Entries shown:
--------------------------------------------------

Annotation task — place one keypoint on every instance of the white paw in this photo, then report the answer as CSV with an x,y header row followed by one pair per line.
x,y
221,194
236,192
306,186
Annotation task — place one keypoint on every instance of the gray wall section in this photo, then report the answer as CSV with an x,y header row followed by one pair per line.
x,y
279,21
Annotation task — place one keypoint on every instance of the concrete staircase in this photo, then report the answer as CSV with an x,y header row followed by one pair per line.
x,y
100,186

--------------------------------------------------

Go through the listing and transcribe all of it exactly.

Annotation task — place one keypoint on every instance of the white paw in this photo, then report the answer as CSV with an x,y header row followed by one pair per line.
x,y
221,194
236,192
306,186
Annotation task — place one keypoint on every instance of the gray wall section in this photo, then report the answer as CSV with an x,y header row followed by one pair per line.
x,y
279,21
Annotation task — place one keypoint on every instance of the concrete staircase in this photo, then report the answer as CSV with an x,y header row followed by one pair per line.
x,y
100,186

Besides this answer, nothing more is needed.